What to work on | Copy every entry exactly.
++++++++
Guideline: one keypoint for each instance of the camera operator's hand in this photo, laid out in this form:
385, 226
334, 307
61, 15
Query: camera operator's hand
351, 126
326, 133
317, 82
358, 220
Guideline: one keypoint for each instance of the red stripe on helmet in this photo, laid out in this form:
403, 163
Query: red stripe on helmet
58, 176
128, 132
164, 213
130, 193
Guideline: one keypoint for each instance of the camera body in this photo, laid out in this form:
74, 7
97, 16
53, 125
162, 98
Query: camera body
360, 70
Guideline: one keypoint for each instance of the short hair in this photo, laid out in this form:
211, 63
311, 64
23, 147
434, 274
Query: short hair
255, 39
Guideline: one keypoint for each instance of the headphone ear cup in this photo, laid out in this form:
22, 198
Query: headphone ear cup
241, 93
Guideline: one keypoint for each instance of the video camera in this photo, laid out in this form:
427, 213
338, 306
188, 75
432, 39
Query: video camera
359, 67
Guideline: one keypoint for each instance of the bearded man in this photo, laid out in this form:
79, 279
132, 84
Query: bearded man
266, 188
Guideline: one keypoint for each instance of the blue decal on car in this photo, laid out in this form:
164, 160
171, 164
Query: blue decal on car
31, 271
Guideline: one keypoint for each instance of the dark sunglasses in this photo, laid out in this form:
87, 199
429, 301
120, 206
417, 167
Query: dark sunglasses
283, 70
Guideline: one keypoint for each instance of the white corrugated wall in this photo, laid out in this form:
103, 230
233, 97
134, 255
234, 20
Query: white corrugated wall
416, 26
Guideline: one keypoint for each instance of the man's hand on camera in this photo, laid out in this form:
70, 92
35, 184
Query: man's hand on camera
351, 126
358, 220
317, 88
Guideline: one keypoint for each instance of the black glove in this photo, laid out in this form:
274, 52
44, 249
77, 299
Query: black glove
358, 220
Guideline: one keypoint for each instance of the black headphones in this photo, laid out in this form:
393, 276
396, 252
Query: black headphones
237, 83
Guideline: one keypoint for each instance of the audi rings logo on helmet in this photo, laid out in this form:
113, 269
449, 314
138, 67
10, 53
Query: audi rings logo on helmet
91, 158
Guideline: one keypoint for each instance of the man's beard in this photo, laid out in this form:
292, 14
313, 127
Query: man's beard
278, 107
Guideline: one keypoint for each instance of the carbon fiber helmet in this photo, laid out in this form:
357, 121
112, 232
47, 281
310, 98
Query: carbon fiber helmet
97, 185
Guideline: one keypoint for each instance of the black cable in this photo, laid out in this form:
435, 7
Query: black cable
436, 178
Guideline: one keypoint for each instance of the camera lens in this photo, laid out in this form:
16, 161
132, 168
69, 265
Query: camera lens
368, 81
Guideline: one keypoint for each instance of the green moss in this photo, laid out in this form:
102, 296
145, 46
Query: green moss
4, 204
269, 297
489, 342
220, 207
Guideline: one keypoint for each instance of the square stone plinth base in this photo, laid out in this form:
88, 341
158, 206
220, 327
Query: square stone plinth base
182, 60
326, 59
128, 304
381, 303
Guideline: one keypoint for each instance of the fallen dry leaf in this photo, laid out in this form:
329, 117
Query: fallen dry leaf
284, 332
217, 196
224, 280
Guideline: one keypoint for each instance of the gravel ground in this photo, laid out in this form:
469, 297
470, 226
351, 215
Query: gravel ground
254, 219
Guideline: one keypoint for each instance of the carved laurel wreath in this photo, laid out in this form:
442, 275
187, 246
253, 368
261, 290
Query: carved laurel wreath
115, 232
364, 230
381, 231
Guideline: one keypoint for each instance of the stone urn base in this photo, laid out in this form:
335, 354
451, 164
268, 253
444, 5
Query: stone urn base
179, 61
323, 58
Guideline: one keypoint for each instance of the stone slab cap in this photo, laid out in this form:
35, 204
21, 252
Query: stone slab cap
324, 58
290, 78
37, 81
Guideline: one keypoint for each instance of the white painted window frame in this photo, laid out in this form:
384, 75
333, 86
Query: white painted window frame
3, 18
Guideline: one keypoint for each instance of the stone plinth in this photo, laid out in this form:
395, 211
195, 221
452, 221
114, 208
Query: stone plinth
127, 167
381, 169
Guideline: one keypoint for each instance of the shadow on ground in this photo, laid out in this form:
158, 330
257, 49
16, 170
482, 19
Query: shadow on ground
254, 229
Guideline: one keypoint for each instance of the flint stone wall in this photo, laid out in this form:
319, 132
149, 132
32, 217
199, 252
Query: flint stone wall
++++++++
Written response |
Guideline: one keypoint for each instance of the camera operator's hand in this photo, laid out in this form:
385, 226
334, 307
61, 15
Query: camera operator's hand
351, 126
326, 133
317, 82
358, 220
Guideline: one keypoint for each instance of the red stripe on helmet in this photo, laid out in this form:
403, 163
Query: red stripe on helmet
58, 176
128, 132
164, 213
130, 193
Guideline: one keypoint for each instance of the camera body in this photo, laid out in this form:
74, 7
97, 16
53, 125
162, 98
Query: camera body
360, 70
Guideline: one keypoint for each instance of the short hair in this photo, laid out in this form:
211, 63
311, 64
23, 147
434, 274
Query: short hair
255, 39
Guideline: one keypoint for each instance of the headphone ear cup in this photo, laid out in this form:
22, 198
Query: headphone ear cup
241, 93
Guideline: one keypoint for each instance of the video camera in this photo, laid out in this form:
427, 213
338, 306
188, 75
432, 39
Query: video camera
359, 67
Guideline: one keypoint for each instance of the bearded man in this photo, laid out in this form:
79, 279
132, 84
Query: bearded man
266, 188
Guideline: one keypoint for each instance of the blue decal on car in this photo, laid out in this form:
164, 160
171, 164
Query: blue decal on car
31, 271
Guideline: one keypoint for each instance of the dark sunglasses in this photo, laid out in this form:
87, 199
429, 301
120, 206
417, 167
Query: dark sunglasses
283, 70
Guideline: one keypoint for each instance of the white corrugated wall in this photo, laid out in this form:
103, 230
233, 97
134, 255
234, 20
Query: white corrugated wall
416, 26
Guideline: one keypoint for each instance of the man's hand on camera in this photo, laid out in this form:
70, 92
35, 184
Query: man's hand on camera
351, 126
358, 220
317, 88
Guideline: one keypoint for each instance of the black glove in this photo, laid out in this form:
274, 52
44, 249
77, 299
Query: black glove
358, 220
Guideline: one keypoint for each instance of the black headphones in this photo, laid out in this form:
393, 276
396, 252
Query: black headphones
237, 83
Guideline: one keypoint for each instance of the audi rings logo on helmet in this photo, laid out in this form:
113, 269
449, 314
138, 67
10, 53
Query: audi rings logo on helmet
91, 158
Guideline: one keypoint for each instance of the man's beard in this photo, laid out in this form:
292, 14
313, 127
Query: man's beard
278, 107
Guideline: one keypoint for each instance of the carbon fiber helmet in this photo, laid out in this form:
357, 121
112, 232
47, 281
310, 98
Query: carbon fiber helmet
97, 185
Guideline: one keypoint for each instance of the black cable in this photo, laid out in this form:
435, 7
Query: black cable
436, 178
Guideline: one keypoint for each instance of the camera lens in this photo, laid out in this form:
16, 161
132, 168
69, 265
Query: camera lens
368, 81
Guideline: one keypoint for each instance of the green moss in this photo, laid out in this form:
102, 296
145, 46
Query: green moss
4, 204
269, 297
489, 342
220, 207
Guideline: one keypoint for each instance of the square stone plinth base in this photo, laid out in this form:
88, 341
158, 206
220, 327
Query: square stone plinth base
182, 60
326, 59
128, 304
381, 303
Guideline: one keypoint for each instance of the fallen dry leaf in this photo, laid out in this form:
329, 117
Query: fallen dry leaf
284, 332
217, 196
224, 280
Guideline: one keypoint for each instance of the gravel ground in this photo, laid out in this form:
469, 297
470, 226
351, 215
Query: gravel ground
254, 219
Guideline: one keypoint for each instance of the carved laurel wreath in this photo, laid out in this form:
442, 275
187, 246
253, 368
261, 290
Query: carved laurel wreath
115, 232
364, 230
381, 231
Guideline: one keypoint for each instance of the stone urn base in this photo, laid out in this form:
335, 354
451, 164
268, 253
444, 5
Query: stone urn base
179, 61
323, 58
Guideline: one keypoint for each instance of the stone slab cap in this photo, laid out in this form:
35, 204
21, 252
Query: stone slab cap
324, 58
290, 78
37, 81
Guideline: one keypoint for each instance of the white painted window frame in this photo, laid out in this form:
384, 75
333, 86
Query: white painted window frame
3, 18
Guideline: one keypoint for each instance of the stone plinth in this photo, laid out in this form:
395, 211
195, 221
452, 221
114, 208
Query: stone plinth
127, 167
381, 169
Guideline: one keypoint for each instance of the shadow on ground in this photo, laid out in this form:
158, 330
257, 49
16, 170
482, 19
Query: shadow on ground
254, 229
Guideline: one keypoint for each instance of the flint stone wall in this photo, laid out in this form:
319, 132
149, 132
32, 217
199, 252
Query: flint stone wall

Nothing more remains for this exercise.